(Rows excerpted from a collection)

══════════

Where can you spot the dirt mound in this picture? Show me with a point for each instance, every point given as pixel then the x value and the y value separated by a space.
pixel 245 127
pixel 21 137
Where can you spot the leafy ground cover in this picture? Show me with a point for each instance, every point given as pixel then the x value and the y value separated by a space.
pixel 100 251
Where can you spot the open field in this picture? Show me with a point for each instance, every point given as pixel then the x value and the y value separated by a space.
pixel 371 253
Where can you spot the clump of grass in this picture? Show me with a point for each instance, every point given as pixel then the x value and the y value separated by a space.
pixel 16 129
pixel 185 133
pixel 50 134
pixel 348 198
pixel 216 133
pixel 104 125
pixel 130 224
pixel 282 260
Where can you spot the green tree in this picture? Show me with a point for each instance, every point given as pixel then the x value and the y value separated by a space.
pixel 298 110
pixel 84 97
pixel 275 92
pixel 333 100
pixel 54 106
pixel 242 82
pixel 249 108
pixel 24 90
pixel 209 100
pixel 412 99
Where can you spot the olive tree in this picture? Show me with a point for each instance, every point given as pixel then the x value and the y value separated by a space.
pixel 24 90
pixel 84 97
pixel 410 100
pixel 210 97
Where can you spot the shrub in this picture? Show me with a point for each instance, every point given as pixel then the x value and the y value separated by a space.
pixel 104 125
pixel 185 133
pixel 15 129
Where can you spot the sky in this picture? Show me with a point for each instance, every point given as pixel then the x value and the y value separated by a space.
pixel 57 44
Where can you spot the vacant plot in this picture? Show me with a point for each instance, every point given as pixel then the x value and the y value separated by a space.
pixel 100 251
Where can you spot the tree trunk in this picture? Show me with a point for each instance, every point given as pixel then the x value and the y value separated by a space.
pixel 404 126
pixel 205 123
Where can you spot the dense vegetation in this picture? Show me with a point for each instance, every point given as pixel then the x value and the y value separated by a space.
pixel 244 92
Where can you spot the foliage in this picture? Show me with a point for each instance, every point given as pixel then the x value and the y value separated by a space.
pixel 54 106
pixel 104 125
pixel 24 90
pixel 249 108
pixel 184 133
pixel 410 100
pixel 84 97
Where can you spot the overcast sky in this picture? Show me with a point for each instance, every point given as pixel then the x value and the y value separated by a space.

══════════

▶ **PROBLEM TO SOLVE**:
Copy every row above word for word, keeping each one on its own line.

▶ **OUTPUT**:
Where can you spot the dirt mound in this picture? Show me with a point for each instance, every point given as pixel then the x value and the y value separated by a space.
pixel 245 127
pixel 21 137
Where can you spot the leafy ground cover in this picture? Show me with a point for each instance, every point given as pixel then the x value and the y value separated by a space.
pixel 100 251
Where can you spot the open field in this picture? Show me with a point for each instance, every point given as pixel then the x value and the y value separated by a space.
pixel 371 253
Where can you spot the clump of grass in this picture? Show me with a point for each instance, every point given as pixel then the x value and the y value separated by a space.
pixel 16 129
pixel 185 133
pixel 50 134
pixel 348 198
pixel 216 133
pixel 104 125
pixel 130 224
pixel 282 260
Where can you spot the green tree in this picture? Show me with a point for each instance, every point given as pixel then the x value and the y value separated by a space.
pixel 298 110
pixel 84 97
pixel 275 92
pixel 333 100
pixel 54 106
pixel 242 82
pixel 249 108
pixel 24 90
pixel 209 100
pixel 412 99
Where can you spot the olive tree in this picture? Show me with a point for each instance, every point given as pixel then the x value and the y value separated by a space.
pixel 24 90
pixel 84 97
pixel 410 100
pixel 210 97
Where can you spot the shrub in this picture? Show me with a point for each instance, every point given as pixel then the x value and the y value separated by a space.
pixel 104 125
pixel 185 133
pixel 15 129
Where can you spot the sky in this picture? Show me with a point for each instance, every point given as pixel then the x value and the y value separated by a space.
pixel 57 44
Where can you spot the vacant plot in this picture? Show me with a point for each instance, every point given as pixel then the x value and the y value separated by a space.
pixel 100 251
Where can you spot the tree trunk in this picture? Show me with a point for each instance, every point given as pixel then the x value and the y value separated by a space.
pixel 404 126
pixel 205 123
Where can you spot the dense vegetation in this picture? Show me with a point for each instance, every point given as pixel then the x value and the y value separated by a space.
pixel 244 92
Where can you spot the foliage in this picture? Show me with a point for each instance, every point given as pixel then the x value and the y value separated by a space.
pixel 54 106
pixel 104 125
pixel 24 90
pixel 249 108
pixel 184 133
pixel 410 100
pixel 84 97
Where can you spot the overcast sky in this picture? Show me with a point for each instance, every point given as pixel then the x value and the y value separated by a space.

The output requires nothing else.